Written request: Reproduce, word for word, every line starting at the line that contains "Return one point per instance of the swimming" and ending with the final line of the entries.

[START OF Source records]

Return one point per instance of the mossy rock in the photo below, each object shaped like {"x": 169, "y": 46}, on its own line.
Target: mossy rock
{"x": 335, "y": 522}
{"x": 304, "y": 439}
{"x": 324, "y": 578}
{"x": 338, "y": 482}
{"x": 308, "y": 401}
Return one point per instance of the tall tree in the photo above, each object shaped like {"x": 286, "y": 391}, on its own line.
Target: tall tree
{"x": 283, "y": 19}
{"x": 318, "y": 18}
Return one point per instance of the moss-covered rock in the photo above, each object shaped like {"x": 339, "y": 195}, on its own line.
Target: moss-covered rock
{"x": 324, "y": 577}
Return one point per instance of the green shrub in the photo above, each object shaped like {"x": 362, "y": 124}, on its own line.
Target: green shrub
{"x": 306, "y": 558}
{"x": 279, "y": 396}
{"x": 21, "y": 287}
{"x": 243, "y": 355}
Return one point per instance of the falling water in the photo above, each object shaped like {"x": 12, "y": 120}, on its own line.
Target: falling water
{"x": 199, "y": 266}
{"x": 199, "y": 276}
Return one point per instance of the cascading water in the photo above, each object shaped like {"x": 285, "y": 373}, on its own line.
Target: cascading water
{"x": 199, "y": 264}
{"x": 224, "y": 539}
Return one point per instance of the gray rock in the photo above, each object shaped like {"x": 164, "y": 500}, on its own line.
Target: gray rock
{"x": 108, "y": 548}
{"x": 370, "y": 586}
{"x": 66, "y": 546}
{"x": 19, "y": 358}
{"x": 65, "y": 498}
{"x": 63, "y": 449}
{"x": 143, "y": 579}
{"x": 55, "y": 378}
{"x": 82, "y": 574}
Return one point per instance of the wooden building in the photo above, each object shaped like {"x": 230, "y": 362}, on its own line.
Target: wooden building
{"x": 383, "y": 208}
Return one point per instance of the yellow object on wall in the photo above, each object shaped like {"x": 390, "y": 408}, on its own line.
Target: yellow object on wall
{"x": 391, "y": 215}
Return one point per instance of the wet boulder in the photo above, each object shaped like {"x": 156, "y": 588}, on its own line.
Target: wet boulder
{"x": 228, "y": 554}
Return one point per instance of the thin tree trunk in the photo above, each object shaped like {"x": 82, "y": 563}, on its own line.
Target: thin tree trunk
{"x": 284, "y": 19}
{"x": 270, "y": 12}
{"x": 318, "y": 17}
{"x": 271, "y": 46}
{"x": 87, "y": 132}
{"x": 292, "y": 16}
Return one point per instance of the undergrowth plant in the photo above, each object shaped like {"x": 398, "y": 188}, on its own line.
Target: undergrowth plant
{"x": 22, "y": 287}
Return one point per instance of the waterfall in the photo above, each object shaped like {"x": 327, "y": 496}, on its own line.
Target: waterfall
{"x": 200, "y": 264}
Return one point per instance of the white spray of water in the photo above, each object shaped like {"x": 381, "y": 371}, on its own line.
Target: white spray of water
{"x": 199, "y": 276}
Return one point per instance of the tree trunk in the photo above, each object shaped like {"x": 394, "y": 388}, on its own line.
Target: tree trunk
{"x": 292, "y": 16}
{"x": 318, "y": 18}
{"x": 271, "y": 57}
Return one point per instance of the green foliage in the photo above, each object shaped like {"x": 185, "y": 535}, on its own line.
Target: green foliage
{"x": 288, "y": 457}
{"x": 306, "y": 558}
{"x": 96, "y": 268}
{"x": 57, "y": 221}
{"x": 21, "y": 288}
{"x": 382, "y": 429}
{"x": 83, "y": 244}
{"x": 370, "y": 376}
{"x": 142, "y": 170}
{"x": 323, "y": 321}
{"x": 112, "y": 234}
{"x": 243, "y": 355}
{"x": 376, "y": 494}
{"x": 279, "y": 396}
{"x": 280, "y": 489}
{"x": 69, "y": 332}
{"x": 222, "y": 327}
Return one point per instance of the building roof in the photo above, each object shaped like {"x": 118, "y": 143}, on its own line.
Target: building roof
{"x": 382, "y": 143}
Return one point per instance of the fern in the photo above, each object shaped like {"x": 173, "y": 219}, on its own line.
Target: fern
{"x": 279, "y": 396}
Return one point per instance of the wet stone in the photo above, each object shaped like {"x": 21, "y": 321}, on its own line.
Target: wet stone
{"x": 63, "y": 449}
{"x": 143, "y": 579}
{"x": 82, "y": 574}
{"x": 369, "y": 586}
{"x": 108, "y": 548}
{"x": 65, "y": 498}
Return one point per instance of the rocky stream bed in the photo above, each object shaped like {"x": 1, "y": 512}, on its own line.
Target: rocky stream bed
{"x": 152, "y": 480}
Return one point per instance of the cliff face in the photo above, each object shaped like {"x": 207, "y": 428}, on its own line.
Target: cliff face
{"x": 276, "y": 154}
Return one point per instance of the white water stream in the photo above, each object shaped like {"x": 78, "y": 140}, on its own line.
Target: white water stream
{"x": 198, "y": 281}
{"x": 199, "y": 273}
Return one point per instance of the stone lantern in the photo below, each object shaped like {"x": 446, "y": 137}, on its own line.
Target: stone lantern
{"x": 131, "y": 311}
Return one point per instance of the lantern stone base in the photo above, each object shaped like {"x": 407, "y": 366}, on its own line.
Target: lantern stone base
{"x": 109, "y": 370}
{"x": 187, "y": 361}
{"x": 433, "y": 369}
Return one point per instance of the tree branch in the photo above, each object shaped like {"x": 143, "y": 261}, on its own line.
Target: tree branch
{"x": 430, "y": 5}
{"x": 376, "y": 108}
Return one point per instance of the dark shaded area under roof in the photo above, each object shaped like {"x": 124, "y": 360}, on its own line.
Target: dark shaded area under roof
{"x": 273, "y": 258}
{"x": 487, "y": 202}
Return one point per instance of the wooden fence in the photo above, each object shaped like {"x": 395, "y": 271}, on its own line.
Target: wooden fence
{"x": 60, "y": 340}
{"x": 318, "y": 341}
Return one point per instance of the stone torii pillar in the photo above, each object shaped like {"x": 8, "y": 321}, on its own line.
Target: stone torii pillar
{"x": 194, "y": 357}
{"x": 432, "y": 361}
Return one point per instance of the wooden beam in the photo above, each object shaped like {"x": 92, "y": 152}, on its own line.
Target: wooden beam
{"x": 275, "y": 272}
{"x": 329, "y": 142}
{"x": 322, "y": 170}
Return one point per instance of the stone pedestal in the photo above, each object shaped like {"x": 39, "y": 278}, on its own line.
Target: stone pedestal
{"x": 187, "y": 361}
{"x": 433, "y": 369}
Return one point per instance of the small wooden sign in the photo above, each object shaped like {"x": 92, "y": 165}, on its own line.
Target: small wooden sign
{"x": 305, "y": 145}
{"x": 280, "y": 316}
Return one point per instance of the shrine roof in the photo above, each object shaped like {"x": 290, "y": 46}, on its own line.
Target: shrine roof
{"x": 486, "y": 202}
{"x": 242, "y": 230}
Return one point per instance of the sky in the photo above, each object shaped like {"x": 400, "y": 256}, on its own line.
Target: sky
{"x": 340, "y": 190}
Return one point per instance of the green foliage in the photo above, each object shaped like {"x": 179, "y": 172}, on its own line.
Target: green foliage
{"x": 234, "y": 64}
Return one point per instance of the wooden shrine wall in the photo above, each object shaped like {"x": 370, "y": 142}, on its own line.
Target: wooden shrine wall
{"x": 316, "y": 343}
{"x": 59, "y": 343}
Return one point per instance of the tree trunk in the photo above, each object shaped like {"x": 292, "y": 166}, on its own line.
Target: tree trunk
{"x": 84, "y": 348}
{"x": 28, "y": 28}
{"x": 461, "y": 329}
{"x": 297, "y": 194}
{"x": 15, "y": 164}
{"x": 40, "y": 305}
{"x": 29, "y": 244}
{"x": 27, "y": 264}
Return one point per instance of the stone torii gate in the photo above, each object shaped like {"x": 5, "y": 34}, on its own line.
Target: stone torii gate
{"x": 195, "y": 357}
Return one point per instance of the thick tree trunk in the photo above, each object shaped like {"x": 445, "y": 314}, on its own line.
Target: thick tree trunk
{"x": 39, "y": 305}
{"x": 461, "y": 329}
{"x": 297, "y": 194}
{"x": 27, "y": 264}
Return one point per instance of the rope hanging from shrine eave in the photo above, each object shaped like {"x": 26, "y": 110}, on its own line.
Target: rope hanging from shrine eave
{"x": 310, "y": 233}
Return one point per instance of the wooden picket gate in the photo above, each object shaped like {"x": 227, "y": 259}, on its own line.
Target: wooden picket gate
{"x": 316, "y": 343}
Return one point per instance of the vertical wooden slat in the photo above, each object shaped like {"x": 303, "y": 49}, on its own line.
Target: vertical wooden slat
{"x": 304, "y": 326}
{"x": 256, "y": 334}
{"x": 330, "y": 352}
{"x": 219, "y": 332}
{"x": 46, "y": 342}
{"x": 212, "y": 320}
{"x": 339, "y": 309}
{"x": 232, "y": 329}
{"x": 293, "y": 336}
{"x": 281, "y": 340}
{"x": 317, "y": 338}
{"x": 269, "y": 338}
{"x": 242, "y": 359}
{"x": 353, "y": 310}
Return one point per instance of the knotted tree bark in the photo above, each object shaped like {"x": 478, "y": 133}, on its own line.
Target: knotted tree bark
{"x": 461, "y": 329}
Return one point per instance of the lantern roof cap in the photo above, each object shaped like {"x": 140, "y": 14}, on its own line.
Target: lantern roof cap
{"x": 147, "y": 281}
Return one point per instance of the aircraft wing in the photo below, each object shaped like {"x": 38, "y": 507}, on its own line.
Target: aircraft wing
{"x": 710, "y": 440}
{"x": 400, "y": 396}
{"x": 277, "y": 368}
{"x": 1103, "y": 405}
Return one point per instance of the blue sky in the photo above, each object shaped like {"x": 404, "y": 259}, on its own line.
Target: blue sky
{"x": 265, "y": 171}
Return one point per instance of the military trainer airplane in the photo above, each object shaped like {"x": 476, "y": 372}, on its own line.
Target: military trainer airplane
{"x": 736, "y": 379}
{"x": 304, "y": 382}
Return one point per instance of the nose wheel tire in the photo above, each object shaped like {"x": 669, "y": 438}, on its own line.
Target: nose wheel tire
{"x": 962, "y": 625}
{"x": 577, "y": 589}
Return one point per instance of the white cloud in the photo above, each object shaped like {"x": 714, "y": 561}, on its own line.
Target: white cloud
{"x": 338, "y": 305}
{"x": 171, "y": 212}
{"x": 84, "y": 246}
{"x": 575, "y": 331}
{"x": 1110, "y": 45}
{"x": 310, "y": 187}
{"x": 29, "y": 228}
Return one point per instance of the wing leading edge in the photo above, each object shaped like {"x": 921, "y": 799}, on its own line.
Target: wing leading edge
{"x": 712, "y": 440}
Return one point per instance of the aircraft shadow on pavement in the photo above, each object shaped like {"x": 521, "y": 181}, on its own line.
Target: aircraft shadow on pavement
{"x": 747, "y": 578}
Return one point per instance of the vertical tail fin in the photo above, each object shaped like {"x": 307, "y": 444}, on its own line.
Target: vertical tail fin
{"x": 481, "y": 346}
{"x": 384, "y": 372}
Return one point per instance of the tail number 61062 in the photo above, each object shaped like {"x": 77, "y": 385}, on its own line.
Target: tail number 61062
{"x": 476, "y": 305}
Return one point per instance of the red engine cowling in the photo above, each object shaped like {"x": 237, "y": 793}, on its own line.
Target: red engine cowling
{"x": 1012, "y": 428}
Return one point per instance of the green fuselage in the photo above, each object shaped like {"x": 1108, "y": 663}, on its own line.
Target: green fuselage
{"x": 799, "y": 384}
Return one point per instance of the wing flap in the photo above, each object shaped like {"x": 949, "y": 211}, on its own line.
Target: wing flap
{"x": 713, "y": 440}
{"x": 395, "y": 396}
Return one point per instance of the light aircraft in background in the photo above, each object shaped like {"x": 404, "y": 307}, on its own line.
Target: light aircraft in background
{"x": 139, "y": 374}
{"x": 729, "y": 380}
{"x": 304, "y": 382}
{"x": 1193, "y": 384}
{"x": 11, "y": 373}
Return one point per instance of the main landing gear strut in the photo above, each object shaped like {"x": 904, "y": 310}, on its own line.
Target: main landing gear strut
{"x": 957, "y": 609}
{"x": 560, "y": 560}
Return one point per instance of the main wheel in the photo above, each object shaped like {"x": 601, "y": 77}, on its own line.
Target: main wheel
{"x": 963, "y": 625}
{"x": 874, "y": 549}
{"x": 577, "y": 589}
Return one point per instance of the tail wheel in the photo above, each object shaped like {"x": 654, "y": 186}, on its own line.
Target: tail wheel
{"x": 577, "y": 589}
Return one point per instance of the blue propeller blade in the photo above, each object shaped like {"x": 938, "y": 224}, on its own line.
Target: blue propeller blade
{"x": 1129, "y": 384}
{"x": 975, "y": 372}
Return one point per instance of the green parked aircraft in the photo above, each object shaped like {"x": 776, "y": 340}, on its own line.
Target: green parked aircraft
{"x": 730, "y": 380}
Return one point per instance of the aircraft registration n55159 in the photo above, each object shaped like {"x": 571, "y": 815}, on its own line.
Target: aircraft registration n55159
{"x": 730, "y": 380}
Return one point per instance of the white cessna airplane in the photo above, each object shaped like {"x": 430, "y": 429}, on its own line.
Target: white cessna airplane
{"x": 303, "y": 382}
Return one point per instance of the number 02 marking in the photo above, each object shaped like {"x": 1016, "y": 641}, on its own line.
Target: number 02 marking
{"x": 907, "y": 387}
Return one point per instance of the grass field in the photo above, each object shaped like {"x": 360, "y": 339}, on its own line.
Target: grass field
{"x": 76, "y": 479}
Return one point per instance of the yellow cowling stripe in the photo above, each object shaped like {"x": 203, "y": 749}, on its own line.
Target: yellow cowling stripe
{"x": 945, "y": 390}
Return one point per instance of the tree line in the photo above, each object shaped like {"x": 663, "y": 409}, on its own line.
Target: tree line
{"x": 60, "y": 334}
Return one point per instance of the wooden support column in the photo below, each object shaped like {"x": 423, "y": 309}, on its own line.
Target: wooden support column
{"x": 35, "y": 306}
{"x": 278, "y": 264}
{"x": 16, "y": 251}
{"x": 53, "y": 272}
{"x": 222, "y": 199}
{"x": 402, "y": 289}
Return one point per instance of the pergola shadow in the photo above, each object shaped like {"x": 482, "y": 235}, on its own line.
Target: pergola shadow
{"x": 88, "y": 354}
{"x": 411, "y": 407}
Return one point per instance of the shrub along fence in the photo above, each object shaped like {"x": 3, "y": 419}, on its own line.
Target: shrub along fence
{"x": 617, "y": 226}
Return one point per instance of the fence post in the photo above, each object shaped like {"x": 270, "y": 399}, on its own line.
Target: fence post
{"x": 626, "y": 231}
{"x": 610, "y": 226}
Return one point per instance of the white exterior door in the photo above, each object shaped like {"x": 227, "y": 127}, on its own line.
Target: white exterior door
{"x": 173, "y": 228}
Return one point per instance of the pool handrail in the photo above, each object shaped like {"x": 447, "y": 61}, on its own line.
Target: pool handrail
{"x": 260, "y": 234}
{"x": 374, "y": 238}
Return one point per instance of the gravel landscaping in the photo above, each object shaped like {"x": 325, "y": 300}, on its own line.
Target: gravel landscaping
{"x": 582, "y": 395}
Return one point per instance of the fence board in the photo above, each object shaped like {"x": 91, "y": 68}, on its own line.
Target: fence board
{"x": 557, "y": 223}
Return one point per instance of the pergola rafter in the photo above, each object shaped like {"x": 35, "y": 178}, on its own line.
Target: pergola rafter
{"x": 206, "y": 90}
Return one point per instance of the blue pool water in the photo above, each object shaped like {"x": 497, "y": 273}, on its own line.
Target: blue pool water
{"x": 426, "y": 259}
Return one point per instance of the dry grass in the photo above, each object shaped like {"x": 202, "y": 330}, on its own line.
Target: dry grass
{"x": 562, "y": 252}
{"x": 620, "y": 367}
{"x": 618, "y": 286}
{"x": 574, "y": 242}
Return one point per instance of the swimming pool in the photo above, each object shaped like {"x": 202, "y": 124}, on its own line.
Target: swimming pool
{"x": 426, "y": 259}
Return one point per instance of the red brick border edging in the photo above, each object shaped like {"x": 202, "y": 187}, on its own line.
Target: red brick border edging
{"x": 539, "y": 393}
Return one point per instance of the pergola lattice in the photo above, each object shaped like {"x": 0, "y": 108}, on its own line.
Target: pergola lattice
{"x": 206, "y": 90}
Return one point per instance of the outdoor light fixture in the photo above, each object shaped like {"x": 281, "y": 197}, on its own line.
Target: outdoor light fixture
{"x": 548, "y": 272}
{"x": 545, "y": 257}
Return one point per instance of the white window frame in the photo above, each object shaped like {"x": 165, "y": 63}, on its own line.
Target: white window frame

[END OF Source records]

Response for this exercise:
Return one point per instance of the swimming pool in the photo above, each object shaped like {"x": 202, "y": 124}, on its own line.
Target: swimming pool
{"x": 426, "y": 259}
Return one point per instance of the red brick border edging in the photo above, each object shaped like {"x": 202, "y": 187}, on its own line.
Target: red brick border edging
{"x": 539, "y": 393}
Return one point per instance of the pergola lattice in the photo above, each object shaped like {"x": 0, "y": 108}, on its own line.
Target: pergola lattice
{"x": 206, "y": 90}
Return one point per instance of the outdoor light fixture in the photo above, each object shaped like {"x": 281, "y": 197}, on its own line.
Target: outdoor light fixture
{"x": 548, "y": 272}
{"x": 545, "y": 257}
Return one point per instance of the white window frame in the photo above, each object shaped like {"x": 165, "y": 63}, on its own line.
Target: white window frame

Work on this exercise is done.